** ABOUT THIS EXERCISE **
An identical copy of all the entries is the required result.

┌─ EXERCISE MATERIALS

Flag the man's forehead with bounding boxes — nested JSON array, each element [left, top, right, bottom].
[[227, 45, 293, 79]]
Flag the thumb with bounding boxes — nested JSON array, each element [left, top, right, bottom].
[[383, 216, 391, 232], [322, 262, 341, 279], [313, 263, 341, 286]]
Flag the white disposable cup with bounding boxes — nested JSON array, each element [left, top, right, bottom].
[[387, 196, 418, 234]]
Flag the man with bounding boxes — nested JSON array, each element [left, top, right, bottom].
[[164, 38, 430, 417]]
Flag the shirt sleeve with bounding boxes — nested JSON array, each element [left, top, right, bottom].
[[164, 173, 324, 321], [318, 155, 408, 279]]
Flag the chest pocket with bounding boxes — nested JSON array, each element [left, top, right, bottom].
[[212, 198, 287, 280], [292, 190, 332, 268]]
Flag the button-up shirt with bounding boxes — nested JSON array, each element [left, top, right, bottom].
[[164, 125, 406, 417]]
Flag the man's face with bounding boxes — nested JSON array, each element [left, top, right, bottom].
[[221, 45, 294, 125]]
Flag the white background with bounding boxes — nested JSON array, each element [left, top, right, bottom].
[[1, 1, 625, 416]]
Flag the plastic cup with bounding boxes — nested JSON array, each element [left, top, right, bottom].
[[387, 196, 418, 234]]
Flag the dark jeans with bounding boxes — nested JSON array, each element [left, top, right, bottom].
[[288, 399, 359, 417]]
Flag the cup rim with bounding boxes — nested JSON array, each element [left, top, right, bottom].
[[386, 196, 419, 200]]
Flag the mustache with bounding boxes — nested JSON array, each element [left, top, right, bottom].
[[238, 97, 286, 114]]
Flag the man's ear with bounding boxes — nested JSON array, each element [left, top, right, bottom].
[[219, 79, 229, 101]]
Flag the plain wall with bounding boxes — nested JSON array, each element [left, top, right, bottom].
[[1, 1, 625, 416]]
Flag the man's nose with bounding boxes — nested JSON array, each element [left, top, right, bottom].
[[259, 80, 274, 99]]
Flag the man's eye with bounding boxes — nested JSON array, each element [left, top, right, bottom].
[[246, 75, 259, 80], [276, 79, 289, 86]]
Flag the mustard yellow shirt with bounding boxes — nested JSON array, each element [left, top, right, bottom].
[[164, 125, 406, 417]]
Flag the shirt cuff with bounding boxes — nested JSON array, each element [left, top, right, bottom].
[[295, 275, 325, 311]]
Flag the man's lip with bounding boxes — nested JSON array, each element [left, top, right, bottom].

└─

** ANSWER TO THE EXERCISE **
Flag the man's forehead with bounding boxes — nested JSON array, each element [left, top, right, bottom].
[[227, 45, 293, 79]]
Flag the thumb with bounding boxes — nested JSON array, each element [left, top, right, bottom].
[[383, 216, 391, 232], [322, 262, 341, 279], [313, 263, 341, 286]]
Flag the white disposable cup with bounding boxes — nested JSON array, each element [left, top, right, bottom].
[[387, 196, 418, 234]]
Flag the man with bounding boxes — nested JSON array, each element [left, top, right, bottom].
[[164, 38, 430, 417]]
Flag the shirt sleeve with bounding boxes — nested JSON array, each element [left, top, right, bottom].
[[164, 173, 324, 321], [318, 155, 408, 279]]
Flag the chest pocket with bounding boxes — nested JSON array, each element [left, top, right, bottom].
[[212, 198, 287, 280], [292, 190, 332, 268]]
Flag the button-up shirt with bounding boxes — nested JSON array, each element [left, top, right, bottom].
[[164, 125, 406, 417]]
Flag the man's face with bounding boxes — nested JSON array, each element [left, top, right, bottom].
[[221, 45, 294, 125]]
Flag the white background with bounding boxes — nested JSON array, each element [left, top, right, bottom].
[[1, 1, 625, 416]]
Flag the plastic cup with bounding boxes — nested JSON array, each element [left, top, right, bottom].
[[387, 196, 418, 234]]
Flag the dark jeans with bounding boxes — nested JSON array, each element [left, top, right, bottom].
[[288, 399, 359, 417]]
Flag the cup rim with bounding boxes — nested JSON array, each element [left, top, right, bottom].
[[386, 196, 419, 200]]
Flag the mustache with bounding boxes — nested JSON array, each element [left, top, right, bottom].
[[238, 97, 286, 114]]
Flag the man's ear with bounding boxes — nested JSON array, each element [left, top, right, bottom].
[[219, 79, 229, 101]]
Flag the plain wall with bounding boxes — nested JSON array, each element [left, top, right, bottom].
[[1, 1, 625, 416]]
Flag the man's nose with bounding boxes — nested JSON array, each element [left, top, right, bottom].
[[259, 80, 274, 99]]
Flag the man's eye with bounding boxes — nested JSON array, each element [left, top, right, bottom].
[[246, 75, 259, 80], [276, 79, 289, 86]]
Flag the mustard yellow shirt with bounding boxes — nested JSON array, each element [left, top, right, bottom].
[[164, 125, 406, 417]]
Flag the shirt cuff with bounding boxes — nested JSON array, each element [left, top, right, bottom].
[[295, 275, 325, 311]]
Flag the man's lip with bounding boxes — nested JSON array, each element [left, top, right, bottom].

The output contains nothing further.